▶ _Written task_: Turn every row below into a JSON list of strings, one string per line, with blank lines omitted.

▶ _Extracted entries_:
• • •

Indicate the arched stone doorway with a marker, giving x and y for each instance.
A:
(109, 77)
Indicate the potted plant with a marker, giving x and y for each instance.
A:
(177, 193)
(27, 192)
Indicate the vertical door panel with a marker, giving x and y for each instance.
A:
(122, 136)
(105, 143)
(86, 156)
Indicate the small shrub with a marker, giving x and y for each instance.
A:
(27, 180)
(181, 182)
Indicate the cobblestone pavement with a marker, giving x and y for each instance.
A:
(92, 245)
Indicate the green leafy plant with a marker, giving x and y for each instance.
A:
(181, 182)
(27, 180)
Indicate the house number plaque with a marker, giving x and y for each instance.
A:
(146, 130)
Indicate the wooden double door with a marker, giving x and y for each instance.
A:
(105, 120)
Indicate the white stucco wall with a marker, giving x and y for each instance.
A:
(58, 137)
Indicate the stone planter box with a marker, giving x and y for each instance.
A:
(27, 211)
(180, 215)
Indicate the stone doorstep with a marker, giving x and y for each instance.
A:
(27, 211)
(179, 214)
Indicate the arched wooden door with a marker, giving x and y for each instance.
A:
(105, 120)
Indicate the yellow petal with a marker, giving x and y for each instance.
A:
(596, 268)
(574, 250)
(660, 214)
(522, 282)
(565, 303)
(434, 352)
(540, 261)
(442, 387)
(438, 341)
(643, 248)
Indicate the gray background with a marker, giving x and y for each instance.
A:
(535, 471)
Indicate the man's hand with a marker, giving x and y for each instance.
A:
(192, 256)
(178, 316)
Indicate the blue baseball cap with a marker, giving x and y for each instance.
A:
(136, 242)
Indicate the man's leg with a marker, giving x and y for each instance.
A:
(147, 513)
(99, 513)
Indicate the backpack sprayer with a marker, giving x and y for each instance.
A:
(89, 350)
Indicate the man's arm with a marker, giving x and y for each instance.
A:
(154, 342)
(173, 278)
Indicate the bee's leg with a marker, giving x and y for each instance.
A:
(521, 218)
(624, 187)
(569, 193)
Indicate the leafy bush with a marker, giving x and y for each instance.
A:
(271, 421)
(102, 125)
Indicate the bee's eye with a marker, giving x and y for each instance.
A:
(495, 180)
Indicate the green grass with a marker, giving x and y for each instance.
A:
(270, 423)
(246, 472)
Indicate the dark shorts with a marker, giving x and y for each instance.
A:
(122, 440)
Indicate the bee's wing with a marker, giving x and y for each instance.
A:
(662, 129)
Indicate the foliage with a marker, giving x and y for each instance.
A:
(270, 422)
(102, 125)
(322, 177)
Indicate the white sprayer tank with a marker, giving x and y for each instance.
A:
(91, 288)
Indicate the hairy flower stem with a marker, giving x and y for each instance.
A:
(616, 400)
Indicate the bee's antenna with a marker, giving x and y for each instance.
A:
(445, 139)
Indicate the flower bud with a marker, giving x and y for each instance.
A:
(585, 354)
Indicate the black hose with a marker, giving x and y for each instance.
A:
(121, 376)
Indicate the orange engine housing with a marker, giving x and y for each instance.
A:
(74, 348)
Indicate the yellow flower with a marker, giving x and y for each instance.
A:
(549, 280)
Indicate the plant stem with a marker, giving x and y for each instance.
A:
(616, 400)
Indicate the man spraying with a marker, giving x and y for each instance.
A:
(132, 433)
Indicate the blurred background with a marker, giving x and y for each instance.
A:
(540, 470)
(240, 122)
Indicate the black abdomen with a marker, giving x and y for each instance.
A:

• • •

▶ _Reply to the exercise_:
[
  "Indicate the arched stone doorway with a marker, giving x and y for each instance.",
  "A:",
  "(109, 77)",
  "Indicate the potted plant with a marker, giving x and y for each instance.",
  "A:",
  "(177, 193)",
  "(27, 192)",
  "Indicate the vertical door panel with a marker, giving x and y for each instance.",
  "A:",
  "(122, 136)",
  "(105, 143)",
  "(86, 156)",
  "Indicate the small shrub with a marker, giving x and y for each instance.",
  "A:",
  "(27, 180)",
  "(181, 182)",
  "Indicate the cobblestone pavement with a marker, giving x and y for each instance.",
  "A:",
  "(92, 245)",
  "Indicate the green leafy plant with a marker, giving x and y for each instance.",
  "A:",
  "(181, 182)",
  "(27, 180)",
  "Indicate the house number plaque with a marker, giving x and y for each instance.",
  "A:",
  "(146, 130)",
  "Indicate the wooden double door with a marker, giving x and y for each instance.",
  "A:",
  "(105, 120)",
  "Indicate the white stucco wall with a marker, giving x and y for each instance.",
  "A:",
  "(58, 137)",
  "Indicate the stone planter box with a marker, giving x and y for each instance.",
  "A:",
  "(27, 211)",
  "(180, 215)",
  "Indicate the stone doorstep with a marker, giving x and y for each instance.",
  "A:",
  "(27, 211)",
  "(179, 214)",
  "Indicate the arched wooden door with a marker, giving x and y for each instance.",
  "A:",
  "(105, 120)",
  "Indicate the yellow petal with a marker, giving x and y for each instance.",
  "A:",
  "(596, 268)",
  "(574, 250)",
  "(660, 214)",
  "(522, 282)",
  "(565, 303)",
  "(434, 352)",
  "(540, 261)",
  "(442, 387)",
  "(438, 341)",
  "(643, 248)",
  "Indicate the gray background with a marker, giving x and y for each instance.",
  "A:",
  "(535, 471)",
  "Indicate the man's hand with a marker, giving x and y for each instance.",
  "A:",
  "(192, 256)",
  "(178, 316)",
  "Indicate the blue baseball cap with a marker, giving x and y for each instance.",
  "A:",
  "(136, 242)",
  "Indicate the man's leg with a marker, giving x and y for each instance.",
  "A:",
  "(147, 513)",
  "(99, 513)",
  "Indicate the backpack sprayer with a marker, giving x and y for each instance.",
  "A:",
  "(89, 350)",
  "Indicate the man's arm with a marker, giving x and y for each instance.",
  "A:",
  "(154, 342)",
  "(173, 278)",
  "Indicate the bee's leg with a marker, giving x and y for each instance.",
  "A:",
  "(521, 218)",
  "(624, 187)",
  "(569, 193)",
  "Indicate the leafy bush with a marker, giving x and y for each instance.",
  "A:",
  "(271, 421)",
  "(102, 125)",
  "Indicate the bee's eye with a marker, giving x and y for each instance.",
  "A:",
  "(495, 180)",
  "Indicate the green grass with a marker, giving x and y for each instance.",
  "A:",
  "(270, 423)",
  "(246, 472)",
  "Indicate the dark shorts with a marker, giving x and y for each instance.",
  "A:",
  "(122, 440)",
  "Indicate the bee's wing with a marker, giving x and y for each instance.",
  "A:",
  "(662, 129)",
  "Indicate the foliage with a marker, giving x and y for each instance.",
  "A:",
  "(270, 422)",
  "(102, 125)",
  "(322, 177)",
  "Indicate the white sprayer tank with a marker, giving x and y for each instance.",
  "A:",
  "(91, 288)",
  "Indicate the hairy flower stem with a marker, giving x and y for each instance.",
  "A:",
  "(616, 400)",
  "Indicate the bee's antenna with a marker, giving x and y for each instance.",
  "A:",
  "(445, 139)",
  "Indicate the flower bud with a marker, giving x and y for each instance.",
  "A:",
  "(585, 354)",
  "Indicate the black hose with a marker, giving x and y for each instance.",
  "A:",
  "(121, 376)",
  "Indicate the orange engine housing with a marker, giving x and y for each instance.",
  "A:",
  "(74, 348)",
  "Indicate the yellow flower with a marker, giving x and y for each instance.",
  "A:",
  "(549, 280)",
  "Indicate the plant stem with a marker, giving x and y for each instance.",
  "A:",
  "(616, 400)",
  "Indicate the man spraying with a marker, giving x and y for each instance.",
  "A:",
  "(132, 433)",
  "Indicate the blurred background with a marker, giving x and y for each instance.",
  "A:",
  "(540, 470)",
  "(240, 122)",
  "Indicate the black abdomen with a marker, giving x and y for each instance.",
  "A:"
]